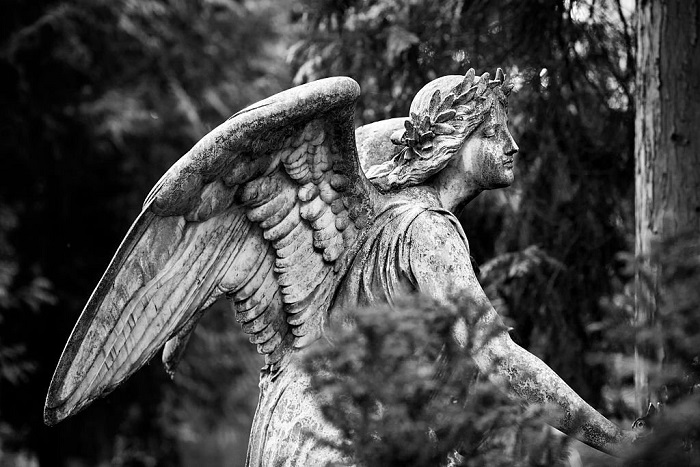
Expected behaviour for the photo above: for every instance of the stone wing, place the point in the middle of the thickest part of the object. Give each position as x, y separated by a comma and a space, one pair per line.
267, 209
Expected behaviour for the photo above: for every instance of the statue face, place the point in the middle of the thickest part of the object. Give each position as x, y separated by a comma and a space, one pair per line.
486, 157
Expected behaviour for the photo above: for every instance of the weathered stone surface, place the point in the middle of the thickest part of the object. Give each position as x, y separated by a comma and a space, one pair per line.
273, 210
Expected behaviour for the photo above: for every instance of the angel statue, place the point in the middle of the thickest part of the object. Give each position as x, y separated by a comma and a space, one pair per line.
273, 210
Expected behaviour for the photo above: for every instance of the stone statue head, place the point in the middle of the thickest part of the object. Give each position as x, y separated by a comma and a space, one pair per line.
444, 113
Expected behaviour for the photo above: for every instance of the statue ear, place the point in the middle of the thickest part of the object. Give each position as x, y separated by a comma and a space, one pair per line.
397, 137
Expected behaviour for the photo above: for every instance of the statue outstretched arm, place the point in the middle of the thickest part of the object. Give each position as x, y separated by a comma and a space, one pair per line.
442, 268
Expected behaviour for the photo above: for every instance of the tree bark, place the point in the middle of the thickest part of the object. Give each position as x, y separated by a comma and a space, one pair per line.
667, 149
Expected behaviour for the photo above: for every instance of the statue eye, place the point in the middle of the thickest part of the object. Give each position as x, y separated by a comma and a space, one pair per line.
489, 132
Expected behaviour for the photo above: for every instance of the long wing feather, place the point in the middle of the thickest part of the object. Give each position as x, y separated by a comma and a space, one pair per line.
266, 209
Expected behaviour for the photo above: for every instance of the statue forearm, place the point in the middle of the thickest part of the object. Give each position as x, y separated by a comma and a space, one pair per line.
533, 381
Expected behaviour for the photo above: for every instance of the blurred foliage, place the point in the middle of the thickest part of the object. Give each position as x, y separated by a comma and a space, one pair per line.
100, 97
402, 391
672, 433
571, 113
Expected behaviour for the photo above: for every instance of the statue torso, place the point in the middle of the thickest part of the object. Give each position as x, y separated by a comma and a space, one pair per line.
288, 423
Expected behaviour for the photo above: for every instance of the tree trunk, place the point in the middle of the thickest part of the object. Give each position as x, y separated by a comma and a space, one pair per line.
667, 148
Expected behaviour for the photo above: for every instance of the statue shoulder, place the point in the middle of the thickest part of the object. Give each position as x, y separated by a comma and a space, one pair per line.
436, 233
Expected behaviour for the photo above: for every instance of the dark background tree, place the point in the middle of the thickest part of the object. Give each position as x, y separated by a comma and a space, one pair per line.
99, 98
557, 230
667, 152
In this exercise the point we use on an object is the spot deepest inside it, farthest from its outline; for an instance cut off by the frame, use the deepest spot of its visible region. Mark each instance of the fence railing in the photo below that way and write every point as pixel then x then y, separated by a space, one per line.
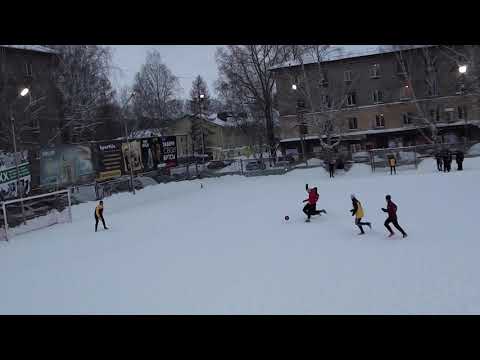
pixel 413 155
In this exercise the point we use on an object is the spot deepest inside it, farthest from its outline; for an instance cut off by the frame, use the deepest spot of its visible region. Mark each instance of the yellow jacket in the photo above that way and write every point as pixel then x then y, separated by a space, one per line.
pixel 359 214
pixel 99 210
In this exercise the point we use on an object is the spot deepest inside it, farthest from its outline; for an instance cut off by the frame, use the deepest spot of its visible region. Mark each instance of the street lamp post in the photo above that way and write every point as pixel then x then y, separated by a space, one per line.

※

* **WHAT YOU NEED TO DO**
Render every one of the records above as a numbered list, one line per entry, omitting blank lines and leaving out the pictures.

* **THE SOLUTION**
1. Expected behaviour for the photo above: for every instance of the stone wing, place the point in the middle of the thickest part of the object. Give each position as x, y separated by a comma and a space, one pair per line.
2. 267, 209
3. Expected behaviour for the photo above: for every instance of the statue face, place the point in the middle of the thickest part of the object. Give each position as x, y separated by a comma and a space, one pair per line.
4. 486, 157
5. Expected behaviour for the photo above: for every instance of the weathered stone surface, place the point in the middle of the thickest part of the object. Give each position as x, y separated by a comma and a space, one pair per line.
6. 273, 210
7. Expected behaviour for the photo above: for every instance of the angel statue, place the point in the middle of the thickest part of the object. Give each position as x, y separated by a comma and a space, one pair per line.
8. 273, 210
9. Expected behaviour for the photo above: for every instance of the stone statue head, place the point in the middle of the thickest part of the object. Give each position as x, y separated by a comma and a space, one pair per line.
10. 444, 113
11. Expected behaviour for the photo above: for every instance of the statue ear, place the point in the middle of the thickest part of the object. Give each position as x, y separated by a comma and a space, one pair per line.
12. 397, 137
13. Expected behaviour for the photo above: for every instance of the statue outstretched arm, place the point in the middle of the thickest part of the object. Give each position as x, y separated by a comma and a space, one pair per line.
14. 442, 268
15. Expected behaviour for the photo above: for every instance of the tree bark, place the point in the middle of the thickest part of the object. Give each position as x, y separated by a comma and a space, one pair per line.
16. 667, 149
17. Expected behaviour for the photo above: for every instance of the statue eye, place the point in the middle of the thickest part of the object. Give each position as x, y separated by a comma and a space, one pair per line.
18. 489, 132
19. Expected behaviour for the photo above: for every instance of the long wing feather, place the point in the middle of the thickest part of the object. Give each position as x, y separated by a comma and a space, one pair per line.
20. 266, 209
21. Expected behaviour for the photo above: for every instance of the statue forearm, place the point in the middle of the thickest part of the object. Give each position as x, y separated by a comma and a space, one pair per line.
22. 533, 381
23. Expected behaviour for the photo above: for every instance of the blurred foliage, place the point in the middle of the thickest part of the object. Give each position as x, y separated by a comma and a space, one pair per line.
24. 100, 97
25. 402, 391
26. 672, 433
27. 571, 113
28. Expected behaviour for the photo above: for every instance of the statue torso, place the point in the middle of the thickest part of the object. Give each position as x, y separated by a comma and a space, one pair per line.
29. 288, 423
30. Expected behaviour for the photo above: for every instance of the tree trunk, place the point in the middle of the thickest part of the object. Give each position as x, y separated by a comma and a space, one pair per line.
31. 667, 148
32. Expected behaviour for the photo above: for every instance of the statue shoulder, place the point in the middle of the thickest part of the object. Give each position as x, y separated by a comma and a space, one pair per line.
33. 436, 233
34. Expected behaviour for the photo above: for every instance of the dark background tree, place the point in the middle of the thickest part of the object. Give each position as x, y separated by a comma and a space, one pair per line.
35. 99, 98
36. 557, 230
37. 667, 152
38. In this exercise the point we use on an object is the spot deepest inside it, farthest from its outline; for an instance cut off by the frame, use the deepest spot of its visible region. Mark each instance of the fence railing in the photo below that way and write every point as pixel then x then y, separated by a space, one per line.
39. pixel 413 155
40. In this exercise the point we use on an object is the spot deepest inside it, farthest from its outline; for an instance cut off by the frame, use the deepest spot of its visible region. Mark each instance of the yellow jacket in the photo above that way and write every point as pixel then x then y, separated by a space, one per line.
41. pixel 359 214
42. pixel 99 210
43. In this exercise the point we use on an object is the spot deepest inside it, farthest from its outline; for an instance cut off by the frame, use the deepest spot of its visible region. Mark each instance of the street lamp post in the photo above that way and write every point as pixel then x then y, separated by a space, one per line.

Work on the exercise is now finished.